**EXTRAIT DE PAGE**
# # # # #

Pas un seul village ne fut abandonné sans résistance ; c'étaient ici 200, là 500 S.S. dissimulés derrière des barricades, cachés dans les embrasures des fenêtres. Ils disposaient toujours d'armes antitanks, quelquefois de 88, parfois de simples bazookas, - enfin jamais les chars ne pouvaient être lancés en avant sans être au préalable éclairés. Pour chaque agglomération, il fallut monter une petite bataille, éclairer la position, amener les TD ou l'artillerie de soutien pour détruire les antichars allemands, déployer les zouaves autour des chars d'assaut.

# # # # #

**LISTE DES ENREGISTREMENTS**
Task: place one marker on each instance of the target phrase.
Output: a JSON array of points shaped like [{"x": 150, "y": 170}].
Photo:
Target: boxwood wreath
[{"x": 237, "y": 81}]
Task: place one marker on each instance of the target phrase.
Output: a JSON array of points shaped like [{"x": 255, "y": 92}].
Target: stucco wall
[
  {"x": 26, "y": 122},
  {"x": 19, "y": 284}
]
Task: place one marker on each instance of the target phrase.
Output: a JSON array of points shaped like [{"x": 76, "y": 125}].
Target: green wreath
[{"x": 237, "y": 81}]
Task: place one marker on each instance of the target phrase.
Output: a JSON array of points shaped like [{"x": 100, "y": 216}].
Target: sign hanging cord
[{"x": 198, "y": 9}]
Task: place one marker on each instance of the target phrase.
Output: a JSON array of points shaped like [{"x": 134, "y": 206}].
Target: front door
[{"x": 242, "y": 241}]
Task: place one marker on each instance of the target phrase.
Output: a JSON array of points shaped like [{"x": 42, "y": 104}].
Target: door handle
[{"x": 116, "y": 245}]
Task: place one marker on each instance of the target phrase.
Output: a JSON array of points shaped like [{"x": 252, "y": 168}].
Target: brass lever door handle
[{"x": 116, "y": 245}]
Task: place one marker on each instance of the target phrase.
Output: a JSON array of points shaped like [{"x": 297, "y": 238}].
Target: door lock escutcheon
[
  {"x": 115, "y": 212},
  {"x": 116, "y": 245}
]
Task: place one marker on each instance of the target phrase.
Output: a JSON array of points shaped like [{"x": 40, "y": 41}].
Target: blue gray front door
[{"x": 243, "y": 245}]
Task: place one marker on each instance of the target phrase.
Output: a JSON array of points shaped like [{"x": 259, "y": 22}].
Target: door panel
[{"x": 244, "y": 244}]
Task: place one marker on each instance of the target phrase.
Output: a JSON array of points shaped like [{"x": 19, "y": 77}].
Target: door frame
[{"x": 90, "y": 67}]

# # # # #

**LISTE DES TÂCHES**
1. D'après l'extrait sur les combats dans les villages, que fallait-il faire aux chars avant de pouvoir les lancer en avant ?
2. Combien de lignes des enregistrements contiennent la chaîne « front » ? La casse compte. Donnez seulement le nombre.
Ces enregistrements n'ont aucun lien avec l'extrait.

**RÉPONSES DANS L'ORDRE**
1. Il fallait d'abord les éclairer.

2. 2